━━━ Source extract

THE SOHO WEEKLY NEWS

Thursday, June 3, 1976

The amount of conformity in the art world is appalling. I admit that there is more freedom than elsewhere, but that is not saying very much. Free expression and individuality are art world lures, for where else, at least theoretically, is originality so encouraged and rewarded?

 

In point of fact, the art world, as a system, is slow in rewarding originality. Is it that early success can be damaging for an artist or is it that there have been far too many falling stars?

Betty Parsons show card 1976_web.jpg

Success demands categories. There are circles in the art world. Some of them overlap. Some of them are circles within circles. Some circles do not even touch. Each circle has its star artists, its critics, its collectors, its curators, its farm-teams. None of it makes very much sense beyond sheer economics. There can never be enough art money; there can never be enough spaces for art.

 

Two words are particularly oppressive: taste and quality. They are abused in order to blackmail people into liking things they do not really like at all, for no one wants to be accused of having bad taste or being against quality. Having good taste means that you prefer what is tasteful, what those who have good taste prefer, what is established. It is too abstract a term. Ideally it might mean selections based upon knowledge and sensitivity. In the meantime it might be better if we limited ourselves to using such phrases as “a taste for” or “my taste” or “your taste”. Quality too has become an empty word. It stops all arguments. As I have written before, whenever I hear the word quality I think of yard-goods. Perhaps we should speak of qualities.

 

I try to keep my eye open for originality. It is my duty. And I am always delighted when I can go out on a limb. Judith Murray’s paintings now at Parsons- Truman (24 W. 57) are original. They move me in some way and yet they do not fit into any of the accepted categories. Her work should not be avoided simply because it is not all-over or color field.

━━━━━━

Copy the art world column from "The amount of" to "encouraged and rewarded?", swapping "conformity" for "uniformity". The items are not needed for this work.

━━━ Records shown

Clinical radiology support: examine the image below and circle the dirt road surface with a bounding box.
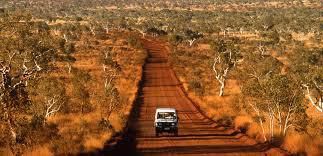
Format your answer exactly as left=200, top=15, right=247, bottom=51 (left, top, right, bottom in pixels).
left=104, top=40, right=283, bottom=156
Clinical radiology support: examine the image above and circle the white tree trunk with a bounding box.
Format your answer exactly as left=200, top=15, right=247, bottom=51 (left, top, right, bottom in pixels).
left=188, top=38, right=196, bottom=47
left=303, top=84, right=323, bottom=112
left=249, top=104, right=267, bottom=142
left=219, top=78, right=225, bottom=96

━━━━━━

Task solution.
The amount of uniformity in the art world is appalling. I admit that there is more freedom than elsewhere, but that is not saying very much. Free expression and individuality are art world lures, for where else, at least theoretically, is originality so encouraged and rewarded?